Identify each line in the records below that contains the string "branch", matching uppercase and lowercase exactly, and copy every such line in full.
# # #
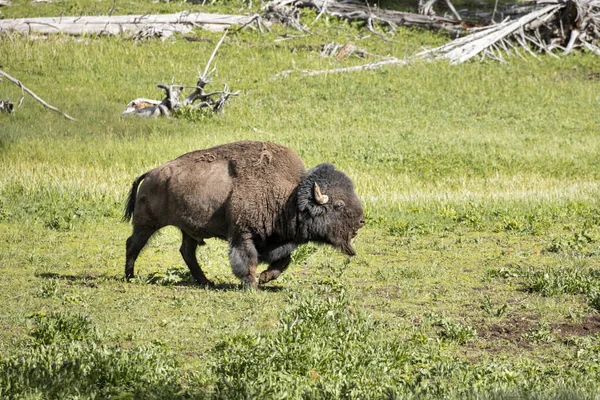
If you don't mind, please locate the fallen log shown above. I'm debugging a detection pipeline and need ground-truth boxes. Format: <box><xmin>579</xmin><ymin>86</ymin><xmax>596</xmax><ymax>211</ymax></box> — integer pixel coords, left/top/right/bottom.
<box><xmin>273</xmin><ymin>0</ymin><xmax>600</xmax><ymax>79</ymax></box>
<box><xmin>0</xmin><ymin>70</ymin><xmax>76</xmax><ymax>121</ymax></box>
<box><xmin>265</xmin><ymin>0</ymin><xmax>466</xmax><ymax>37</ymax></box>
<box><xmin>121</xmin><ymin>31</ymin><xmax>239</xmax><ymax>118</ymax></box>
<box><xmin>0</xmin><ymin>13</ymin><xmax>268</xmax><ymax>35</ymax></box>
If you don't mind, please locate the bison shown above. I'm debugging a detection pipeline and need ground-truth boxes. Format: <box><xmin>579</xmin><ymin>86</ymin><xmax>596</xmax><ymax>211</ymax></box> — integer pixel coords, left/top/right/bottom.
<box><xmin>123</xmin><ymin>141</ymin><xmax>365</xmax><ymax>287</ymax></box>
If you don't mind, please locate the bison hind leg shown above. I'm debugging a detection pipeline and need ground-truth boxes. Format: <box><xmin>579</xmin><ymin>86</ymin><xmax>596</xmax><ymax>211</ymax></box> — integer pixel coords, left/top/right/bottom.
<box><xmin>258</xmin><ymin>256</ymin><xmax>292</xmax><ymax>285</ymax></box>
<box><xmin>125</xmin><ymin>228</ymin><xmax>157</xmax><ymax>280</ymax></box>
<box><xmin>179</xmin><ymin>231</ymin><xmax>214</xmax><ymax>287</ymax></box>
<box><xmin>229</xmin><ymin>235</ymin><xmax>258</xmax><ymax>289</ymax></box>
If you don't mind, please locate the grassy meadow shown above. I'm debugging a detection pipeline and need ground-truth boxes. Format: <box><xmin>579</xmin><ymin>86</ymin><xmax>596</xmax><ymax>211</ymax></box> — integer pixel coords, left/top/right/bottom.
<box><xmin>0</xmin><ymin>0</ymin><xmax>600</xmax><ymax>399</ymax></box>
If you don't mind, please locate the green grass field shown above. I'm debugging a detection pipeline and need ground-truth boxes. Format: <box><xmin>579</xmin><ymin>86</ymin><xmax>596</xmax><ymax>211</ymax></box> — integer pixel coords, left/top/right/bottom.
<box><xmin>0</xmin><ymin>0</ymin><xmax>600</xmax><ymax>399</ymax></box>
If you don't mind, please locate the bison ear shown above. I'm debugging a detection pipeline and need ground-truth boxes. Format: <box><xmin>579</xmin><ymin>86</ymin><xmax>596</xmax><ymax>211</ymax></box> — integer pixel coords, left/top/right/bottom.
<box><xmin>298</xmin><ymin>163</ymin><xmax>335</xmax><ymax>217</ymax></box>
<box><xmin>314</xmin><ymin>182</ymin><xmax>329</xmax><ymax>205</ymax></box>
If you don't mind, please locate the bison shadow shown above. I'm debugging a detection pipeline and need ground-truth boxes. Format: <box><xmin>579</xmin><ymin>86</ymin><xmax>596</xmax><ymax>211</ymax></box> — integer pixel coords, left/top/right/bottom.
<box><xmin>35</xmin><ymin>272</ymin><xmax>285</xmax><ymax>293</ymax></box>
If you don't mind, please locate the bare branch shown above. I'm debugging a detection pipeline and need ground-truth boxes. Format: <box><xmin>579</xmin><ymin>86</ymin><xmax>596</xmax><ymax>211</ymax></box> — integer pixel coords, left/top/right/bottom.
<box><xmin>0</xmin><ymin>70</ymin><xmax>76</xmax><ymax>121</ymax></box>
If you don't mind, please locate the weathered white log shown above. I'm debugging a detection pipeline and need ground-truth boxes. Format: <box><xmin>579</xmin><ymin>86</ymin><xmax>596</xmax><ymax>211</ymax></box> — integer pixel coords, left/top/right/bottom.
<box><xmin>274</xmin><ymin>0</ymin><xmax>600</xmax><ymax>78</ymax></box>
<box><xmin>0</xmin><ymin>13</ymin><xmax>264</xmax><ymax>35</ymax></box>
<box><xmin>266</xmin><ymin>0</ymin><xmax>464</xmax><ymax>36</ymax></box>
<box><xmin>0</xmin><ymin>70</ymin><xmax>76</xmax><ymax>121</ymax></box>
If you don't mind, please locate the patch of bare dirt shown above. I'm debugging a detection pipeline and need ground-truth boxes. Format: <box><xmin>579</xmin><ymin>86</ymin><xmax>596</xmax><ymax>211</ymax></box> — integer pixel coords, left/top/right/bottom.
<box><xmin>477</xmin><ymin>315</ymin><xmax>538</xmax><ymax>343</ymax></box>
<box><xmin>554</xmin><ymin>313</ymin><xmax>600</xmax><ymax>337</ymax></box>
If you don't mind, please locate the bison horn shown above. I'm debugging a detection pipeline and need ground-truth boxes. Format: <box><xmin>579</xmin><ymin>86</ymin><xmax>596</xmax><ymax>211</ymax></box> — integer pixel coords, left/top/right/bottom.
<box><xmin>315</xmin><ymin>183</ymin><xmax>329</xmax><ymax>204</ymax></box>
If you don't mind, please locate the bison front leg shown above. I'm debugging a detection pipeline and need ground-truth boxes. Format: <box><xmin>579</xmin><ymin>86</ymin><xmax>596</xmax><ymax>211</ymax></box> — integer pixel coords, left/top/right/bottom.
<box><xmin>258</xmin><ymin>256</ymin><xmax>292</xmax><ymax>285</ymax></box>
<box><xmin>179</xmin><ymin>231</ymin><xmax>214</xmax><ymax>286</ymax></box>
<box><xmin>229</xmin><ymin>234</ymin><xmax>258</xmax><ymax>288</ymax></box>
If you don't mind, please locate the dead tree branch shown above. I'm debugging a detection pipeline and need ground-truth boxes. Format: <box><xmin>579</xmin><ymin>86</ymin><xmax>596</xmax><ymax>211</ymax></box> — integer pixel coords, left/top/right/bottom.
<box><xmin>265</xmin><ymin>0</ymin><xmax>464</xmax><ymax>36</ymax></box>
<box><xmin>274</xmin><ymin>0</ymin><xmax>600</xmax><ymax>78</ymax></box>
<box><xmin>121</xmin><ymin>31</ymin><xmax>240</xmax><ymax>117</ymax></box>
<box><xmin>0</xmin><ymin>70</ymin><xmax>76</xmax><ymax>121</ymax></box>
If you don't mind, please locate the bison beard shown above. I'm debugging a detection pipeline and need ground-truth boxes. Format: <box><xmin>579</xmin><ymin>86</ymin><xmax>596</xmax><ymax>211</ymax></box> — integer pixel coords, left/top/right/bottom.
<box><xmin>123</xmin><ymin>141</ymin><xmax>365</xmax><ymax>287</ymax></box>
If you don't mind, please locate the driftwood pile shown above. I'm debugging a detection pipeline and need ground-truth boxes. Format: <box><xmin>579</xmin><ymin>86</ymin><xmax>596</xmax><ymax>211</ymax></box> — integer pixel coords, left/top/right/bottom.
<box><xmin>268</xmin><ymin>0</ymin><xmax>600</xmax><ymax>78</ymax></box>
<box><xmin>121</xmin><ymin>31</ymin><xmax>239</xmax><ymax>117</ymax></box>
<box><xmin>417</xmin><ymin>0</ymin><xmax>600</xmax><ymax>63</ymax></box>
<box><xmin>264</xmin><ymin>0</ymin><xmax>464</xmax><ymax>36</ymax></box>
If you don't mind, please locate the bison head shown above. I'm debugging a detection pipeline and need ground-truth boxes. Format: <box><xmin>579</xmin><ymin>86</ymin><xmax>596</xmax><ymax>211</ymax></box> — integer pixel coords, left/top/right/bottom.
<box><xmin>298</xmin><ymin>163</ymin><xmax>365</xmax><ymax>256</ymax></box>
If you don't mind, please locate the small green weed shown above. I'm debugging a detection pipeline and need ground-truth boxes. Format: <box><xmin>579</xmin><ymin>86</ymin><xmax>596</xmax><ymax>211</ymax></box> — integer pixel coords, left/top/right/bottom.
<box><xmin>146</xmin><ymin>266</ymin><xmax>195</xmax><ymax>286</ymax></box>
<box><xmin>0</xmin><ymin>313</ymin><xmax>192</xmax><ymax>399</ymax></box>
<box><xmin>480</xmin><ymin>296</ymin><xmax>508</xmax><ymax>318</ymax></box>
<box><xmin>423</xmin><ymin>312</ymin><xmax>477</xmax><ymax>344</ymax></box>
<box><xmin>546</xmin><ymin>230</ymin><xmax>595</xmax><ymax>253</ymax></box>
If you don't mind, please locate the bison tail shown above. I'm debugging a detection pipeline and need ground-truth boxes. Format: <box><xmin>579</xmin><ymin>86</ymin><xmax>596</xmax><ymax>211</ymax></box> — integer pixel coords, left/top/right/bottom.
<box><xmin>123</xmin><ymin>172</ymin><xmax>148</xmax><ymax>222</ymax></box>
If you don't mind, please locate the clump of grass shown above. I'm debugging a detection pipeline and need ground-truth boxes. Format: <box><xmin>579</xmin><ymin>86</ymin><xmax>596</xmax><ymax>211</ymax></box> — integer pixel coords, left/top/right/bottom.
<box><xmin>546</xmin><ymin>230</ymin><xmax>595</xmax><ymax>254</ymax></box>
<box><xmin>524</xmin><ymin>266</ymin><xmax>600</xmax><ymax>297</ymax></box>
<box><xmin>480</xmin><ymin>296</ymin><xmax>508</xmax><ymax>317</ymax></box>
<box><xmin>424</xmin><ymin>312</ymin><xmax>477</xmax><ymax>344</ymax></box>
<box><xmin>0</xmin><ymin>313</ymin><xmax>192</xmax><ymax>399</ymax></box>
<box><xmin>523</xmin><ymin>263</ymin><xmax>600</xmax><ymax>310</ymax></box>
<box><xmin>146</xmin><ymin>266</ymin><xmax>195</xmax><ymax>286</ymax></box>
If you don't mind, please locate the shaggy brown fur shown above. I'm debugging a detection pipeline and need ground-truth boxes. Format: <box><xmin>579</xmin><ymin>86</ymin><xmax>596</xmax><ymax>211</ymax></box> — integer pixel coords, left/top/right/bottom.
<box><xmin>124</xmin><ymin>141</ymin><xmax>364</xmax><ymax>286</ymax></box>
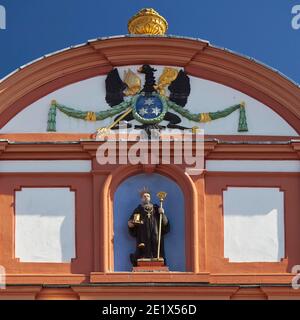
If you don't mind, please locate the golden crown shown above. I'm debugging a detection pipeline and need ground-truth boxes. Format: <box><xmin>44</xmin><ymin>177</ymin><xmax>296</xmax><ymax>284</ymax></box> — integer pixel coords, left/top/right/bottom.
<box><xmin>139</xmin><ymin>187</ymin><xmax>151</xmax><ymax>197</ymax></box>
<box><xmin>128</xmin><ymin>8</ymin><xmax>168</xmax><ymax>35</ymax></box>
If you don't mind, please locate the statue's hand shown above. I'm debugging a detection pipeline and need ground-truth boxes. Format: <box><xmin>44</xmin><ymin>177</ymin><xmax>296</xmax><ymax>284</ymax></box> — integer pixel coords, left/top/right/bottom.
<box><xmin>158</xmin><ymin>208</ymin><xmax>165</xmax><ymax>214</ymax></box>
<box><xmin>128</xmin><ymin>220</ymin><xmax>135</xmax><ymax>228</ymax></box>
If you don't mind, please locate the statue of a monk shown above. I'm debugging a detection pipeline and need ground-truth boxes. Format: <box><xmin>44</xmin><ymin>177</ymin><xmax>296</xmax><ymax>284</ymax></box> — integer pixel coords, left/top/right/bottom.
<box><xmin>128</xmin><ymin>190</ymin><xmax>170</xmax><ymax>266</ymax></box>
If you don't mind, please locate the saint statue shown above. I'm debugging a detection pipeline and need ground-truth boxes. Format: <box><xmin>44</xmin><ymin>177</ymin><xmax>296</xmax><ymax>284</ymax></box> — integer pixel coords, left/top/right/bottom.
<box><xmin>128</xmin><ymin>188</ymin><xmax>170</xmax><ymax>266</ymax></box>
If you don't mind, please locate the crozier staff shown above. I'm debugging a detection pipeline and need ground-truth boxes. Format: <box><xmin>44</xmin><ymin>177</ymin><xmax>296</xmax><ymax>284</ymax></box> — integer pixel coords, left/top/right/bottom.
<box><xmin>128</xmin><ymin>188</ymin><xmax>170</xmax><ymax>266</ymax></box>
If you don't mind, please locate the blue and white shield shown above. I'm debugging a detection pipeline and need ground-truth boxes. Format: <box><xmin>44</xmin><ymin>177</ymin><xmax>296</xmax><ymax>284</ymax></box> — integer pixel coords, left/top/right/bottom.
<box><xmin>132</xmin><ymin>93</ymin><xmax>168</xmax><ymax>124</ymax></box>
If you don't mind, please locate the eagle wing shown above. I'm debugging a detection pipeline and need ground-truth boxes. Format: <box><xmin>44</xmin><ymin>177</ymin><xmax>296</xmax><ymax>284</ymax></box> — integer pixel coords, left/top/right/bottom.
<box><xmin>105</xmin><ymin>68</ymin><xmax>127</xmax><ymax>107</ymax></box>
<box><xmin>168</xmin><ymin>70</ymin><xmax>191</xmax><ymax>107</ymax></box>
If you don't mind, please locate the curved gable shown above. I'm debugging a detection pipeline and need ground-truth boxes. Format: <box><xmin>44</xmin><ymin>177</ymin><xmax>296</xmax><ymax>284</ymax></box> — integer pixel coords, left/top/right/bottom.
<box><xmin>0</xmin><ymin>37</ymin><xmax>300</xmax><ymax>135</ymax></box>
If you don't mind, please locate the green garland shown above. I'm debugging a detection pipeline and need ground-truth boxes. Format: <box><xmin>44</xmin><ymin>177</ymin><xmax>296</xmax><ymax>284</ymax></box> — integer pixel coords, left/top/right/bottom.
<box><xmin>47</xmin><ymin>97</ymin><xmax>248</xmax><ymax>132</ymax></box>
<box><xmin>47</xmin><ymin>100</ymin><xmax>131</xmax><ymax>132</ymax></box>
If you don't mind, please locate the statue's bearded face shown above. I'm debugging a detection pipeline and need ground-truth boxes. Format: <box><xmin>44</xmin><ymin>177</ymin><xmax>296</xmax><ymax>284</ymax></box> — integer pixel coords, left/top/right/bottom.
<box><xmin>142</xmin><ymin>193</ymin><xmax>151</xmax><ymax>204</ymax></box>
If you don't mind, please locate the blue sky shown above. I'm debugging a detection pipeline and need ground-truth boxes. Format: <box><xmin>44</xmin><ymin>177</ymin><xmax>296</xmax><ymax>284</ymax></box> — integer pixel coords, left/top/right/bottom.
<box><xmin>0</xmin><ymin>0</ymin><xmax>300</xmax><ymax>83</ymax></box>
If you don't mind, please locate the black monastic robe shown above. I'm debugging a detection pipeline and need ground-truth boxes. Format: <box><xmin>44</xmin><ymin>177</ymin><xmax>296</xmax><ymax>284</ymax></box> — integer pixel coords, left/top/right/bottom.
<box><xmin>128</xmin><ymin>204</ymin><xmax>170</xmax><ymax>265</ymax></box>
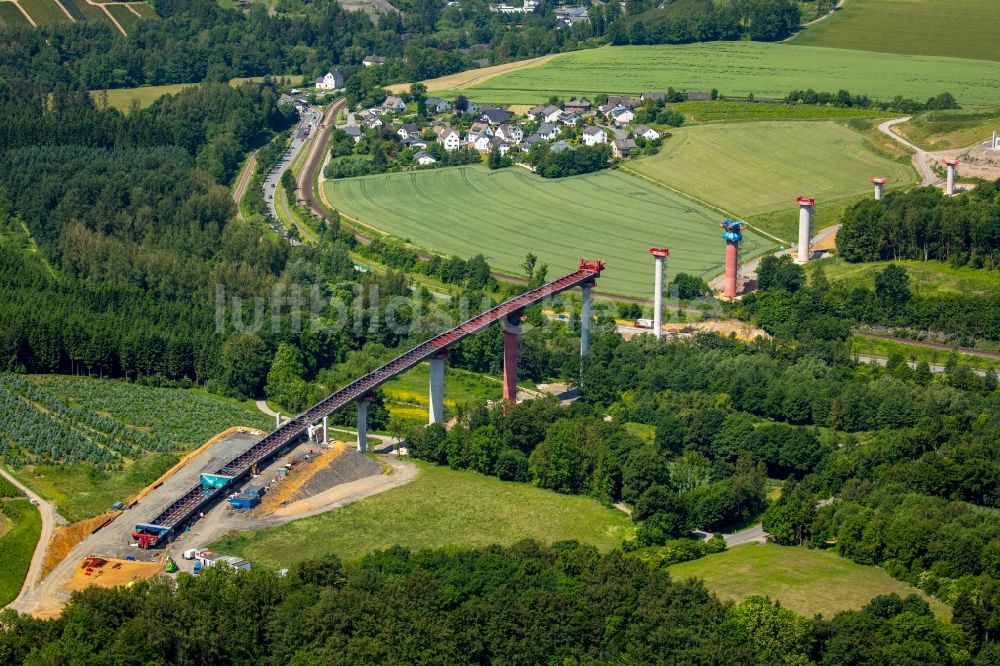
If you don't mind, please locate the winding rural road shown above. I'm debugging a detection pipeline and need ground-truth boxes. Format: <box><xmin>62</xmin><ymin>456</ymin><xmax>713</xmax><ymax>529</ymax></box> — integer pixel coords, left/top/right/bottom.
<box><xmin>0</xmin><ymin>468</ymin><xmax>56</xmax><ymax>610</ymax></box>
<box><xmin>878</xmin><ymin>116</ymin><xmax>938</xmax><ymax>185</ymax></box>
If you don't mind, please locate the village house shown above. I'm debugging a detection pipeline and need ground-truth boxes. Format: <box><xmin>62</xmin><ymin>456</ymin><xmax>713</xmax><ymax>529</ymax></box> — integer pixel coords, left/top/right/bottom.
<box><xmin>434</xmin><ymin>125</ymin><xmax>462</xmax><ymax>152</ymax></box>
<box><xmin>382</xmin><ymin>95</ymin><xmax>406</xmax><ymax>113</ymax></box>
<box><xmin>538</xmin><ymin>123</ymin><xmax>559</xmax><ymax>141</ymax></box>
<box><xmin>316</xmin><ymin>70</ymin><xmax>344</xmax><ymax>90</ymax></box>
<box><xmin>583</xmin><ymin>126</ymin><xmax>608</xmax><ymax>146</ymax></box>
<box><xmin>424</xmin><ymin>97</ymin><xmax>451</xmax><ymax>113</ymax></box>
<box><xmin>611</xmin><ymin>139</ymin><xmax>638</xmax><ymax>157</ymax></box>
<box><xmin>479</xmin><ymin>107</ymin><xmax>513</xmax><ymax>125</ymax></box>
<box><xmin>632</xmin><ymin>125</ymin><xmax>660</xmax><ymax>141</ymax></box>
<box><xmin>494</xmin><ymin>125</ymin><xmax>524</xmax><ymax>143</ymax></box>
<box><xmin>413</xmin><ymin>150</ymin><xmax>437</xmax><ymax>166</ymax></box>
<box><xmin>396</xmin><ymin>123</ymin><xmax>420</xmax><ymax>140</ymax></box>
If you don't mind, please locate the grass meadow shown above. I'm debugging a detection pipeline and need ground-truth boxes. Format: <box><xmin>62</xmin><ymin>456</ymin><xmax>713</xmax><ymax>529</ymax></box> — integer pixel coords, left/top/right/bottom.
# # #
WRITTEN RESPONSE:
If you don't mind, please locate the bare branch shown above. I'm debugging a detection pipeline and need ground-truth boxes. Format: <box><xmin>579</xmin><ymin>86</ymin><xmax>596</xmax><ymax>211</ymax></box> — integer pixel coords, left/top/right/bottom.
If you don't mind, please locate the dead tree branch shown above. I'm debugging a detection pipeline and need ground-truth boxes. Format: <box><xmin>579</xmin><ymin>86</ymin><xmax>596</xmax><ymax>211</ymax></box> — integer pixel coords, left/top/right/bottom.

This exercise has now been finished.